A new Palestinian threat

Proposed new Palestinian city is not good news for Israel

Recent articles in the foreign and Israeli press argue that green-lighting a proposed new and additional Palestinian city, 40 kilometers from Tel Aviv, is potentially good for Israel. Could it be that these articles are urging their readers on to unfounded conclusions?

 

First, the plan for the new city calls for the Palestinians to take control over land in Area C, under full Israeli jurisdiction, which would enable the completion of a four-lane access road from the proposed new city to Bir Zeit. This road might cut across route 465, which links Ateret and Neveh Tzuf to Route 60; it might also pass under 465. As one proponent of the new city admitted, "Israel simply dare not put aside security concerns, given the bitter recent history". How then is the new Palestinian city a good thing, if it is already clear that its only possible access route is a security impossibility for Israel?

> [Data excerpts]:
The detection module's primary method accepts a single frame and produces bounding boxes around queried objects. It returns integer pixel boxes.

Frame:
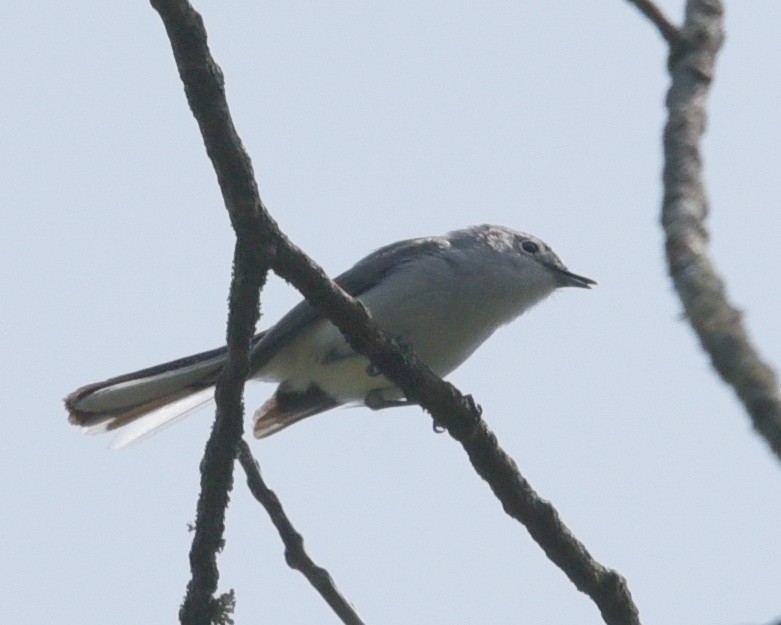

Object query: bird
[64,224,597,447]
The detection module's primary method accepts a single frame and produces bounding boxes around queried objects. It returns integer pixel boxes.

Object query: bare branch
[239,440,363,625]
[152,0,639,625]
[628,0,681,48]
[152,2,271,625]
[662,0,781,459]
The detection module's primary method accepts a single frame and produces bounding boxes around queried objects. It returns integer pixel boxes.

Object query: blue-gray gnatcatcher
[65,225,596,446]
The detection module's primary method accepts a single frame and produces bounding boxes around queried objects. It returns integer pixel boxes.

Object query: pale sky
[0,0,781,625]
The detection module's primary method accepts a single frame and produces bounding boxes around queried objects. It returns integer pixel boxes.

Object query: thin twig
[152,1,271,625]
[148,0,639,625]
[662,0,781,459]
[239,440,363,625]
[179,246,266,625]
[627,0,681,48]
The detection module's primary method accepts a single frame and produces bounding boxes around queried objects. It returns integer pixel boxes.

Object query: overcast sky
[0,0,781,625]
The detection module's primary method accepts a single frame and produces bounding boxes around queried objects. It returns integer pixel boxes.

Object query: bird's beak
[558,269,597,289]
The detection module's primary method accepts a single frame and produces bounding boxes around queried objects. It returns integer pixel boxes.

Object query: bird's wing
[250,237,450,372]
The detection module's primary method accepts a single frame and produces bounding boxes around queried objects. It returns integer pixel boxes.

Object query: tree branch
[152,0,639,625]
[627,0,681,47]
[239,440,363,625]
[662,0,781,459]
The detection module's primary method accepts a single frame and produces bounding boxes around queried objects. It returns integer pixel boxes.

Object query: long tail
[65,333,263,447]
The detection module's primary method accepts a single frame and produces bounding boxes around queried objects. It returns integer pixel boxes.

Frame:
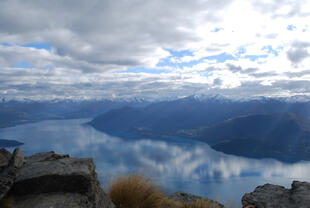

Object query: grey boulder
[242,181,310,208]
[9,152,114,208]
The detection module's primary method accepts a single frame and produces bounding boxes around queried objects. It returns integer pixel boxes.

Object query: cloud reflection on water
[0,119,310,205]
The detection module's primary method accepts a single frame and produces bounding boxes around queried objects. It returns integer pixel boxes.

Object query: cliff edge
[0,148,115,208]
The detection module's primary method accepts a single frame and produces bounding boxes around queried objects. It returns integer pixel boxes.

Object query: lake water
[0,119,310,206]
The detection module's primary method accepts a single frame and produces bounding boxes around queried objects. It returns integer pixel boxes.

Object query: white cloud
[0,0,310,99]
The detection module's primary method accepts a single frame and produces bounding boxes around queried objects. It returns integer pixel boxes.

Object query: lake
[0,119,310,206]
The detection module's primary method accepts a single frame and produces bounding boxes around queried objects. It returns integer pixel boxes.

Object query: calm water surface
[0,119,310,206]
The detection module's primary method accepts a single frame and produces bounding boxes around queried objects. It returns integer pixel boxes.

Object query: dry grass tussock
[109,175,164,208]
[109,175,224,208]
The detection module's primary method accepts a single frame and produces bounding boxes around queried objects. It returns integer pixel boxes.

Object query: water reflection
[0,119,310,204]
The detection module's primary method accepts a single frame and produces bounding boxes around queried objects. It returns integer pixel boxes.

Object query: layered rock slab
[9,152,114,208]
[242,181,310,208]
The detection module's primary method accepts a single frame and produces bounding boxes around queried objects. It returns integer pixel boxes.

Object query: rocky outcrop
[242,181,310,208]
[1,151,114,208]
[168,192,224,208]
[0,148,24,200]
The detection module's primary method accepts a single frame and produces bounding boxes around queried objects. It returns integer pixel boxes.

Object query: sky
[0,0,310,100]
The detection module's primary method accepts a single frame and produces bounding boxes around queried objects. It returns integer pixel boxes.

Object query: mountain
[89,97,310,161]
[90,97,310,137]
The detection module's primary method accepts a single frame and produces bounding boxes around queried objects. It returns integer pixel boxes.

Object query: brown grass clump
[0,196,14,208]
[109,175,164,208]
[181,199,218,208]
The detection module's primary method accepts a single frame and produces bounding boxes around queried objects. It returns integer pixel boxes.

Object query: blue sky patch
[21,43,52,51]
[243,54,268,61]
[203,53,237,63]
[0,42,52,51]
[116,66,168,74]
[12,61,32,69]
[165,49,194,58]
[211,27,224,32]
[262,45,279,56]
[286,25,296,31]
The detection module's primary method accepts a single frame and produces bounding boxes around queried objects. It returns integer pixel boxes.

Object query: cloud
[0,0,310,99]
[287,41,310,64]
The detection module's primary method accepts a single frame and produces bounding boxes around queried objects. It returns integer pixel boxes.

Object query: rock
[0,148,12,164]
[0,148,24,200]
[168,192,224,208]
[9,152,114,208]
[242,181,310,208]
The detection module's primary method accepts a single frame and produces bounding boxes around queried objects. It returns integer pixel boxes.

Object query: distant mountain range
[89,97,310,161]
[191,113,310,161]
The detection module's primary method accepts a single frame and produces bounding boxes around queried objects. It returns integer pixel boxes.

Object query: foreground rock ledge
[242,181,310,208]
[0,151,114,208]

> [Tasks to carry out]:
a) List every town, city, or settlement mentioned by name in the opinion piece on the proposed Palestinian city.
b) Take the opinion piece on the proposed Palestinian city further by writing what comes after its final paragraph.

> [Answers for this exercise]:
a) Tel Aviv, Bir Zeit, Ateret, Neveh Tzuf

b)
Also, the new city is slated to rise on hilltops from which Israel's coastal plain is clearly visible all the way to the sea, as the city's website brightly points out. The distance of the new proposed city from Israel's seacoast is a mere 40 km, which also happens to be the current Palestinian low-tech rocket range, such that the Palestinian city if allowed to be built can easily be (ab)used as a launching pad for rockets right onto the entirety of hyper-populated Tel Aviv and Gush Dan.

 

If the new city were to become a rocket launching center, it would not be the first time that Palestinian cities have sinned against Israel in precisely this respect. What would be a first is that two million Israelis would be affected - rather than a "mere" 20,000 as in Sderot. And when the affected population is a hundred-fold as large, the cost of civilian defense measures is also 100 times as large as in Sderot - so astronomical as to be simply unaffordable; even the fortifications for tiny Sderot were barely affordable despite massive efforts by the American Jewish community.

 

Foolish people

The only potentially challenging argument put forth to persuade us that the new Palestinian city is "potentially good for Israel" is that "channeling Palestinian energies for building is a positive step," as some have argued. Their rationale is that dedicating so much money to the establishment of a city ups the Palestinian interest in maintaining political stability. Factually, however, this is simply wrong.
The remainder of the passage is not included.